» **Written exercise**
Rewrite all of the data below as a Markdown table with the columns Row and Line, giving each nonblank line its own numbered row. Leave the pictures out of the table.

-------- Dataset

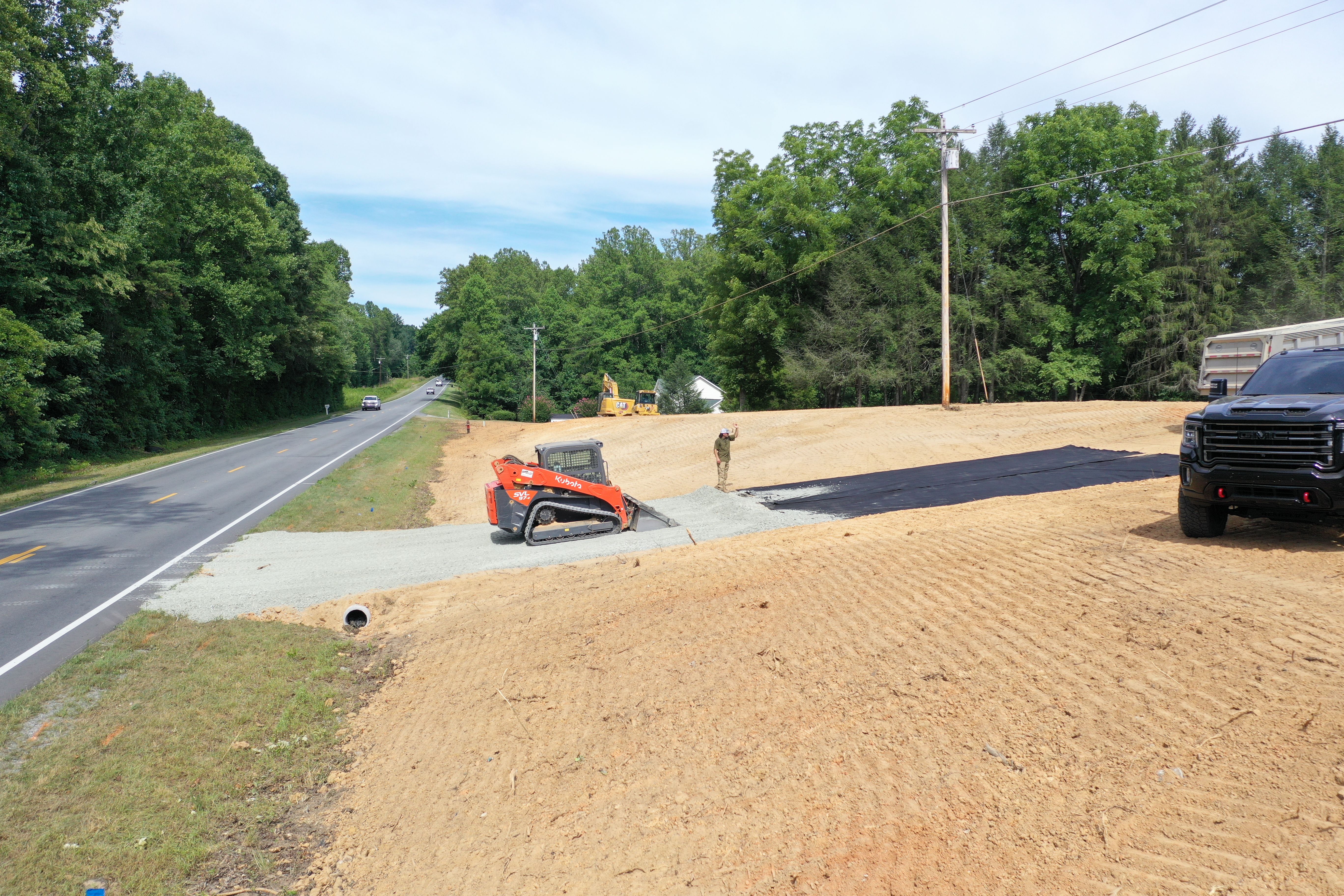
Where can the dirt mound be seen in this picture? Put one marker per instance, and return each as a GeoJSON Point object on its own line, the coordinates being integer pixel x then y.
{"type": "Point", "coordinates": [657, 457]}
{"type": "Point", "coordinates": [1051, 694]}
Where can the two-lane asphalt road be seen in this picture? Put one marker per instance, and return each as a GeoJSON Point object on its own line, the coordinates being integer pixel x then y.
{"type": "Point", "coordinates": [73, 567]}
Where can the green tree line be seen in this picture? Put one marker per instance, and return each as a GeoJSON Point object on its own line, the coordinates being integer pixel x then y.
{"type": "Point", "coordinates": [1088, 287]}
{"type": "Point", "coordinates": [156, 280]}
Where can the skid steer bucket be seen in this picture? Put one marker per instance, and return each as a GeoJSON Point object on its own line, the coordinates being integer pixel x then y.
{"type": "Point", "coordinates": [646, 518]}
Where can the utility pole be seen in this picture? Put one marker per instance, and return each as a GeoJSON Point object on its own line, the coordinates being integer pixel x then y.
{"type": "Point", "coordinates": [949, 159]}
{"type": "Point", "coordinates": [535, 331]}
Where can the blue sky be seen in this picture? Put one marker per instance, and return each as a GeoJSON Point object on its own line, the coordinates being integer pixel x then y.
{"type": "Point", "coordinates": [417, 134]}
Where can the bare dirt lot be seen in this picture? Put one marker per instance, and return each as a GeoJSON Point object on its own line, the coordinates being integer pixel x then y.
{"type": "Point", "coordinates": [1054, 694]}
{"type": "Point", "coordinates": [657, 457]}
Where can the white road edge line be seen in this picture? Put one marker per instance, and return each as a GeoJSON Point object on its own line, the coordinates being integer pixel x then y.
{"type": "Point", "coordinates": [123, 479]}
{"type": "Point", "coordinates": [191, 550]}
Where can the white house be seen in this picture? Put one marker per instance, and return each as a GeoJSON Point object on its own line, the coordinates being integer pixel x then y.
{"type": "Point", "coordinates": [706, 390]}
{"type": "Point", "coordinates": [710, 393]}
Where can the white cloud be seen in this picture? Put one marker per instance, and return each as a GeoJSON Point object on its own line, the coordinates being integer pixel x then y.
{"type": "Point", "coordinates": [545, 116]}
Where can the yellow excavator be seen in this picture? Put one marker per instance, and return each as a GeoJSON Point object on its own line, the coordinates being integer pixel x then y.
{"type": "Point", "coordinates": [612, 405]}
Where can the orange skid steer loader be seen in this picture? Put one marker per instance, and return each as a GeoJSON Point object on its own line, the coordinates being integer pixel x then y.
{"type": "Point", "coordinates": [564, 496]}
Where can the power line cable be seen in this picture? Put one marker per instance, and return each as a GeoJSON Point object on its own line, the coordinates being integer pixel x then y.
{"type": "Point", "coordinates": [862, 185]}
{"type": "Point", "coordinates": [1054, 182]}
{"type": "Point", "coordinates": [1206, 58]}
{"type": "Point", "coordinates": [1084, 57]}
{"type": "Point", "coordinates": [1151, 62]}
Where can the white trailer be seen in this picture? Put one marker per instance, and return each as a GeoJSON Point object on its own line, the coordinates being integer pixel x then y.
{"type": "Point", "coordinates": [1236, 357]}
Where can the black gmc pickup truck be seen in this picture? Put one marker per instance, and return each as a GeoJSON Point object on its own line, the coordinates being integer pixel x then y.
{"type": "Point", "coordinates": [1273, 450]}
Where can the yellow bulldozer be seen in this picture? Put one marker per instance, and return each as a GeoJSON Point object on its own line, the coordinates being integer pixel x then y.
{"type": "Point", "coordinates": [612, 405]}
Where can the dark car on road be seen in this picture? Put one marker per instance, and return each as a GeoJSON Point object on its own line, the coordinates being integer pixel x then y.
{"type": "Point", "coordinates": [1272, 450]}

----------------

» **Exercise answer**
| Row | Line |
|---|---|
| 1 | Where can the dirt mound be seen in this picture? Put one marker per instance, and return each as a GeoJSON Point object on its own line, the coordinates being integer pixel x then y. |
| 2 | {"type": "Point", "coordinates": [657, 457]} |
| 3 | {"type": "Point", "coordinates": [1051, 694]} |
| 4 | Where can the two-lane asphalt road be seen in this picture? Put one marker per instance, and return each as a GeoJSON Point object on its own line, the coordinates being integer pixel x then y. |
| 5 | {"type": "Point", "coordinates": [73, 567]} |
| 6 | Where can the green tree line be seen in this picture? Put one marker per instance, and return each as a GeoJSON Point object on its own line, the coordinates being integer pixel x then y. |
| 7 | {"type": "Point", "coordinates": [1088, 287]} |
| 8 | {"type": "Point", "coordinates": [156, 280]} |
| 9 | Where can the skid steer bucket be seen in this picture? Put one marker per instance, and return each as a GeoJSON Point object on its own line, the coordinates being integer pixel x then y. |
| 10 | {"type": "Point", "coordinates": [646, 518]} |
| 11 | Where can the utility pole be seen in this picture? Put one marker per instance, and return each as a GeoJSON Point object on its own line, the coordinates being integer pixel x then y. |
| 12 | {"type": "Point", "coordinates": [949, 159]} |
| 13 | {"type": "Point", "coordinates": [535, 331]} |
| 14 | Where can the blue sky be seen in this picture? Put one marker per instance, and return each as a GeoJSON Point object on its own line, the coordinates being integer pixel x then y. |
| 15 | {"type": "Point", "coordinates": [417, 134]} |
| 16 | Where can the bare dirt lot be seen in this picture? Put one marker per instance, and return each as a GeoJSON Point object on its own line, the coordinates being integer pixel x then y. |
| 17 | {"type": "Point", "coordinates": [1054, 694]} |
| 18 | {"type": "Point", "coordinates": [657, 457]} |
| 19 | Where can the white road edge line be seen in this picture? Put one marker per instance, and return each as a GeoJSON Point object on its own line, the coordinates being integer pixel x then y. |
| 20 | {"type": "Point", "coordinates": [123, 479]} |
| 21 | {"type": "Point", "coordinates": [191, 550]} |
| 22 | Where can the white house be seen in this picture? Put one marker per instance, and return each as a GeoJSON Point object on its own line, the coordinates being integer pixel x then y. |
| 23 | {"type": "Point", "coordinates": [706, 390]} |
| 24 | {"type": "Point", "coordinates": [710, 393]} |
| 25 | Where can the white cloud be seen in this picture? Put one marker per instance, and return each as a GeoJSON Point object on its own line, the coordinates being integer pixel x then y. |
| 26 | {"type": "Point", "coordinates": [545, 116]} |
| 27 | Where can the yellow excavator be seen in this picture? Put one marker per instance, and return each as a GeoJSON Point object on its own line, the coordinates being integer pixel x then y. |
| 28 | {"type": "Point", "coordinates": [612, 405]} |
| 29 | Where can the orange skid steer loader be seen in this picture? Put one marker per instance, and return each as a GeoJSON Point object on its own line, the coordinates being integer pixel x then y. |
| 30 | {"type": "Point", "coordinates": [564, 496]} |
| 31 | Where can the power line cable be seen in this picture? Put one marker per instance, and return each as a GeoJSON Point object on its own line, the coordinates being integer pixel x then y. |
| 32 | {"type": "Point", "coordinates": [862, 185]} |
| 33 | {"type": "Point", "coordinates": [1054, 182]} |
| 34 | {"type": "Point", "coordinates": [1206, 58]} |
| 35 | {"type": "Point", "coordinates": [1084, 57]} |
| 36 | {"type": "Point", "coordinates": [1151, 62]} |
| 37 | Where can the white trailer be seen in this picture? Put one marker per instance, and return each as a GeoJSON Point object on its own line, the coordinates being integer pixel x then y. |
| 38 | {"type": "Point", "coordinates": [1236, 357]} |
| 39 | Where can the black gmc pickup truck be seen in this picture? Put one marker per instance, and return each as a GeoJSON Point object on its own line, the coordinates being integer pixel x then y. |
| 40 | {"type": "Point", "coordinates": [1273, 450]} |
| 41 | Where can the yellow bulldozer be seen in this picture? Put one marker per instance, and return each as a GeoJSON Point object on its own line, the coordinates being integer pixel x then y. |
| 42 | {"type": "Point", "coordinates": [612, 405]} |
| 43 | Where can the dark car on road be seen in this picture? Put one marker per instance, and return each as a GeoJSON Point object on its own line, the coordinates being integer pixel x then y. |
| 44 | {"type": "Point", "coordinates": [1272, 450]} |